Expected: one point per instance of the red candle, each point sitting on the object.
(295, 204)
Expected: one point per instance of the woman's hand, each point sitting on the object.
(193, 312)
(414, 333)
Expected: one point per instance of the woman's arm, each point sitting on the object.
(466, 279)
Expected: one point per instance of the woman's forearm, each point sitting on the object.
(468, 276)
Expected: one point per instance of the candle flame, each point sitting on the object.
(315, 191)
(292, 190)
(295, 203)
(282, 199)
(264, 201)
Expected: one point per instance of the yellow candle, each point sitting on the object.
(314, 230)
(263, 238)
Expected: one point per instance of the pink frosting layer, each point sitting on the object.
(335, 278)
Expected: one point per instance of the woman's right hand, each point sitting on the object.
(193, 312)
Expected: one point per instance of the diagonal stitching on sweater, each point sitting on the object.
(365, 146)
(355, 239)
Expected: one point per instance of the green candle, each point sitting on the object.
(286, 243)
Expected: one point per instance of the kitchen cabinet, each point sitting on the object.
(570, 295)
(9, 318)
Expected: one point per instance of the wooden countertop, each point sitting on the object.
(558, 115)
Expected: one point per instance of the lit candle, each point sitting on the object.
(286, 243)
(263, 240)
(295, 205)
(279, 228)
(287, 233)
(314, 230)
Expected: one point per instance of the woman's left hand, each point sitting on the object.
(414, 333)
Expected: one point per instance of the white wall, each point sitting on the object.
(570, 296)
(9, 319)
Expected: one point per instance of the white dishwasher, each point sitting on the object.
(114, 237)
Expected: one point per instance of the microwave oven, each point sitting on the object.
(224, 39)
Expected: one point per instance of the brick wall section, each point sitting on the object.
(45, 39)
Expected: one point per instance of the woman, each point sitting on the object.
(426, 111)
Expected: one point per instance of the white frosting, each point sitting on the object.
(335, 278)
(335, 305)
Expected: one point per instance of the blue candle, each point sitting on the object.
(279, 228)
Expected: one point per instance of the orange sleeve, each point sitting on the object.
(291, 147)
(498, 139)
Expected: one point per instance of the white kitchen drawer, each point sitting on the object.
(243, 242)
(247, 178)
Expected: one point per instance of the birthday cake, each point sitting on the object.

•••

- _TASK OBJECTIVE_
Switch "wooden countertop" to "marble countertop" throughout the listing above and reproduce every other line unchanged.

- _WORKED SOLUTION_
Expected: one point per instance of the red candle, each point sitting on the object.
(295, 204)
Expected: one point per instance of the woman's hand, each point sitting on the object.
(193, 312)
(414, 333)
Expected: one point per instance of the woman's arm, each point sitting on the object.
(466, 279)
Expected: one point per instance of the woman's forearm, each point sitting on the object.
(468, 276)
Expected: one point per instance of the candle flame, each point sitting on the object.
(315, 191)
(292, 190)
(295, 203)
(282, 199)
(264, 201)
Expected: one point per instance of the yellow candle, each point sitting on the object.
(314, 230)
(263, 238)
Expected: one point per instance of the pink frosting layer, each point sitting on the object.
(335, 278)
Expected: one point per instance of the woman's right hand, each point sitting on the object.
(193, 312)
Expected: one point per instance of the diagonal stitching on sweater, each point sitting on the object.
(365, 146)
(355, 239)
Expected: one point per instance of the green candle, each point sitting on the object.
(286, 243)
Expected: one point per instance of the kitchen cabinet, each point sitting on the object.
(570, 295)
(9, 318)
Expected: one point per instance of the marble countertop, each point sitting on the object.
(558, 115)
Expected: one point per instance of the lit candle, each point sitting on the object.
(286, 243)
(263, 240)
(295, 205)
(279, 228)
(287, 233)
(314, 230)
Expected: one point per instance of the woman's left hand, each point sitting on the object.
(414, 333)
Expected: one point per instance of the white wall, each point sitting on the object.
(570, 296)
(9, 319)
Expected: one point per instance of the white dishwasher, each point sitting on the object.
(114, 237)
Expected: one point per instance of the microwave oven, each point sitting on the object.
(224, 39)
Expected: one point per instance of the brick wall section, each point sitting on the object.
(45, 39)
Expected: one point per instance of the woman, each point sitting on the object.
(426, 111)
Expected: one point per instance of the white frosting, each point sitting on the object.
(335, 278)
(335, 305)
Expected: one point per instance of the blue candle, each point sitting on the object.
(279, 228)
Expected: one point per instance of the orange sleeve, each point sitting on the object.
(291, 147)
(498, 139)
Expected: one point per instance of the white kitchen drawer, each point sitting on the object.
(243, 242)
(247, 178)
Expected: one point per instance of the birthday cake, each point sitting on the object.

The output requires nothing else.